What the exercise asks — From the line with "Mark every instance of the rooftop" through the line with "Mark every instance of the crosswalk", inclusive, return each line of the data below exactly and leave the rest out.
[[ Records to process open ]]
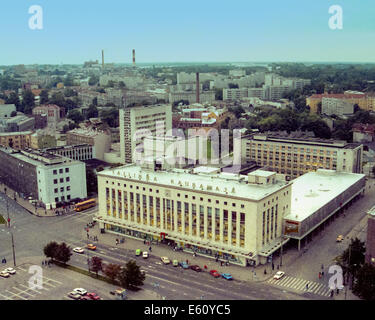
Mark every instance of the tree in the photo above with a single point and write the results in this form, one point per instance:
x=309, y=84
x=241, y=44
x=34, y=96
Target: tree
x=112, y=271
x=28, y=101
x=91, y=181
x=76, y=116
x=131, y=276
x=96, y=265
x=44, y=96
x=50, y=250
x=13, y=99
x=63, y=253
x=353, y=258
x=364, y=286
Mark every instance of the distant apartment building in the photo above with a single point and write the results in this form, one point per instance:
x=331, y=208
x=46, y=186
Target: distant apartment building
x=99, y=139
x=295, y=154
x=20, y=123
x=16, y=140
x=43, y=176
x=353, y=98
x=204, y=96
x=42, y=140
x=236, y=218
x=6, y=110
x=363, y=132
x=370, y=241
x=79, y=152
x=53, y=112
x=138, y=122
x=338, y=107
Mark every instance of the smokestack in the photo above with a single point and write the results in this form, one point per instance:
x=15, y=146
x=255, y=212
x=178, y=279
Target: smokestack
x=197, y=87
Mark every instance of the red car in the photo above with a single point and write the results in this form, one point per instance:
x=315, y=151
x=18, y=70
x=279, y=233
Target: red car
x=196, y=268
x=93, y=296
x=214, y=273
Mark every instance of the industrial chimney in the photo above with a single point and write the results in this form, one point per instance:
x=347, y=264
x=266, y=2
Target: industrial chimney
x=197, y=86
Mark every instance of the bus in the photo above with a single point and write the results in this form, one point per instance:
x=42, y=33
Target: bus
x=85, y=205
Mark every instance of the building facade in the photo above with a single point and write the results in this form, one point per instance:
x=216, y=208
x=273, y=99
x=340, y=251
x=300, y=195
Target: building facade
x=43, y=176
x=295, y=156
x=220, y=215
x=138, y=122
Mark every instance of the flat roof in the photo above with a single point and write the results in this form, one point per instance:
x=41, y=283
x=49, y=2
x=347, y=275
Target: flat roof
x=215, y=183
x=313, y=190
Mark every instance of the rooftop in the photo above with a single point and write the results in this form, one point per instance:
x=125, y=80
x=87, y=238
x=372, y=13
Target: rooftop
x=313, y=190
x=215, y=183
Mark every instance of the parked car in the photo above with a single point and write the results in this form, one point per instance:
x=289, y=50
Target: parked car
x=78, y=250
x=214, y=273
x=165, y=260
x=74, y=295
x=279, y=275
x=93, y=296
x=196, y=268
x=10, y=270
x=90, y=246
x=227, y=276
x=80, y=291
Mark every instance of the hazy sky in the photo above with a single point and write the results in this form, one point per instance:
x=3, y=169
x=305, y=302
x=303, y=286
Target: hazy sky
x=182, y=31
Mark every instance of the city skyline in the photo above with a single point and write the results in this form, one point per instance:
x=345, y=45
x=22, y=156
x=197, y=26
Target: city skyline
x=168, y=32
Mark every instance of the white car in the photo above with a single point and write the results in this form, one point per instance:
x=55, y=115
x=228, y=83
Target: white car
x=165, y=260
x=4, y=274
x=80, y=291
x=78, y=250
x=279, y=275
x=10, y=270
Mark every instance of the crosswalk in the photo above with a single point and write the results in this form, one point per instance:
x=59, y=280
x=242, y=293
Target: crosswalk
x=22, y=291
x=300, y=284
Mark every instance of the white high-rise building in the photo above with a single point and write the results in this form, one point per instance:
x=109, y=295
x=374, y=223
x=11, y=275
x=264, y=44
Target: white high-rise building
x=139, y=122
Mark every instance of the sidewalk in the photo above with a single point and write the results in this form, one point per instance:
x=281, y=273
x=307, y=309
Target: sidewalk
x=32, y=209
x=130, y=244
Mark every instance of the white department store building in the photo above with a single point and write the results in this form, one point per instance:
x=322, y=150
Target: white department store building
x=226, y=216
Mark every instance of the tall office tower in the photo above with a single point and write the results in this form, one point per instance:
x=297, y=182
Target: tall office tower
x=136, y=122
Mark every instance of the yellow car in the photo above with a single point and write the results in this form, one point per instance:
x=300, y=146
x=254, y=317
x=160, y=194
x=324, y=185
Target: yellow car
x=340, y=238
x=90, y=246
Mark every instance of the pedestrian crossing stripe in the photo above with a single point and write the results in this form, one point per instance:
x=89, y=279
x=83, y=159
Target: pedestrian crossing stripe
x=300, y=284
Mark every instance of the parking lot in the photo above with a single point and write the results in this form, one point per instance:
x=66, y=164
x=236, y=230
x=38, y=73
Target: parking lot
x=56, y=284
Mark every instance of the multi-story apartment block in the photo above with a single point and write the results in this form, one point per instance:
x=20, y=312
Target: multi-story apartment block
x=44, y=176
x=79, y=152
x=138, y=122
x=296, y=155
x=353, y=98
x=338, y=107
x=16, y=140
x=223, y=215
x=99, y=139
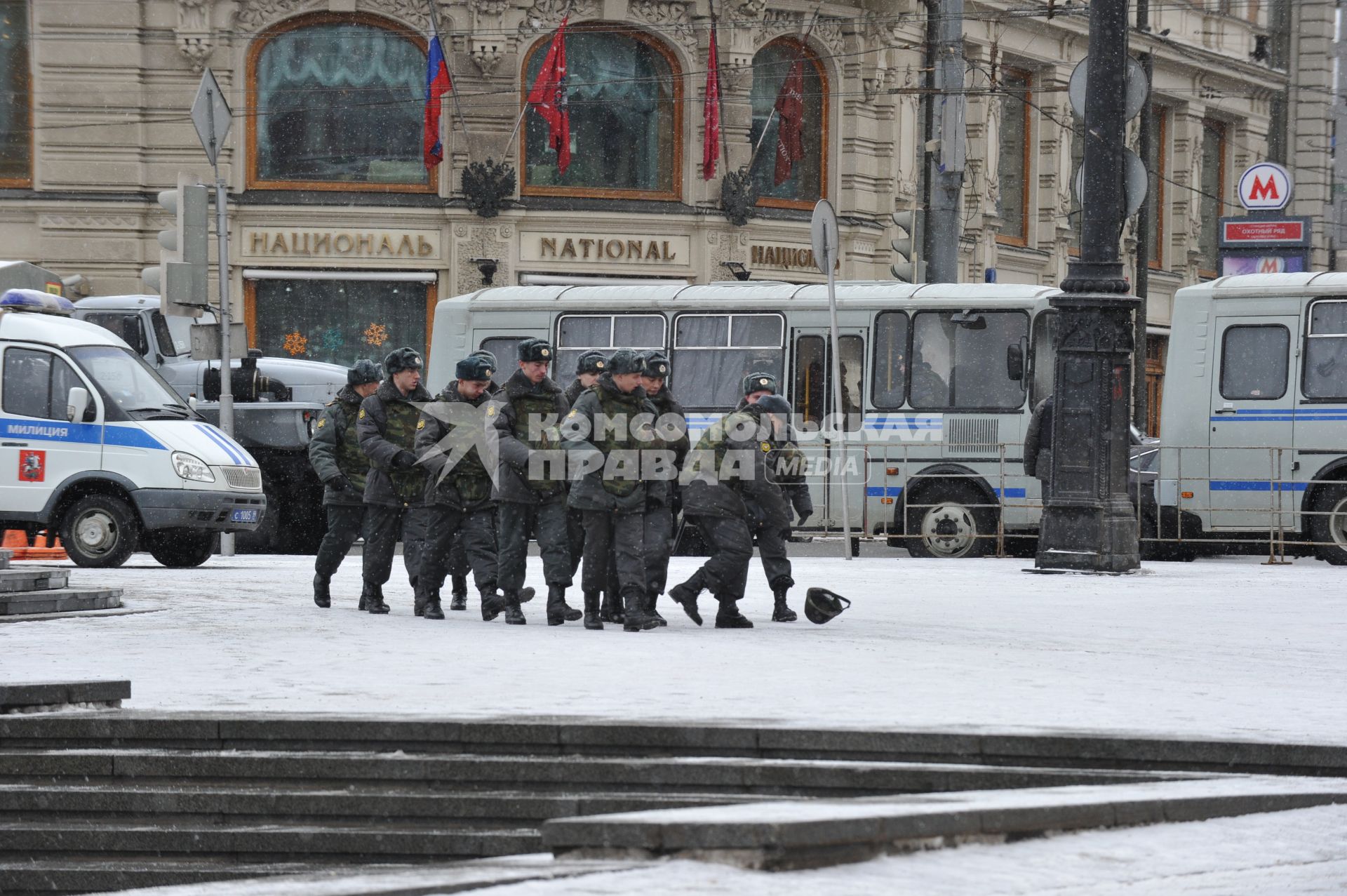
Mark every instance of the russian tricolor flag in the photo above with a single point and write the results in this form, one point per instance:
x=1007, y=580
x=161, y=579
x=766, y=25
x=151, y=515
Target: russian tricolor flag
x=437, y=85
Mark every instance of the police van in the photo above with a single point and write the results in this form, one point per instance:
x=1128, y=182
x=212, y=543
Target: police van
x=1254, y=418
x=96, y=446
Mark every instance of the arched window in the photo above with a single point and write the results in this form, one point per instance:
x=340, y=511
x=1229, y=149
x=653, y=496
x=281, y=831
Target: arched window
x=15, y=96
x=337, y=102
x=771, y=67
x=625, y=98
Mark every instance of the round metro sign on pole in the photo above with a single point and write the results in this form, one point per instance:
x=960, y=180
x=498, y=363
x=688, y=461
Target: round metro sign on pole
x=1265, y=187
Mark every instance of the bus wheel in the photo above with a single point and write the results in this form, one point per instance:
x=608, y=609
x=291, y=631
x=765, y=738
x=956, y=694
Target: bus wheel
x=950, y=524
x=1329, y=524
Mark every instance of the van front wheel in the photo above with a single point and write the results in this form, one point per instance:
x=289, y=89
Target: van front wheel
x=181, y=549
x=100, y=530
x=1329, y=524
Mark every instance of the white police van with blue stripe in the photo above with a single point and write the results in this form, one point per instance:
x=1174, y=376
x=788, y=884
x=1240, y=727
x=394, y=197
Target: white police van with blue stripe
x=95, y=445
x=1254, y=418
[[ Records to process closed ]]
Your response —
Mark every instance of the rooftop in the photo above with a single point and write the results in this form, one point per instance:
x=125, y=80
x=87, y=238
x=372, y=13
Target: rooftop
x=313, y=190
x=215, y=183
Mark every instance of the parked car in the photo above with a single point and write the results in this form, one point per instance:
x=289, y=50
Target: parked car
x=78, y=250
x=214, y=273
x=165, y=260
x=74, y=295
x=279, y=275
x=93, y=296
x=196, y=268
x=10, y=270
x=90, y=246
x=227, y=276
x=80, y=291
Mark every instance of the hazy sky in the photo above with a single point and write the results in this form, one point per instance:
x=3, y=169
x=305, y=302
x=303, y=286
Target: hazy sky
x=182, y=31
Mark every instance of the city skyline in the photo above with a single point and write the results in this form, one point per instance:
x=345, y=45
x=22, y=156
x=197, y=26
Target: city skyline
x=168, y=32
Mark every instance of the white car in the photo above with a single point and write the results in this form, one point per instance:
x=55, y=115
x=228, y=83
Target: white car
x=165, y=260
x=4, y=274
x=80, y=291
x=78, y=250
x=279, y=275
x=10, y=270
Mark every instance of the crosswalk in the photo above with a single point and write the results in this form, one point per instance:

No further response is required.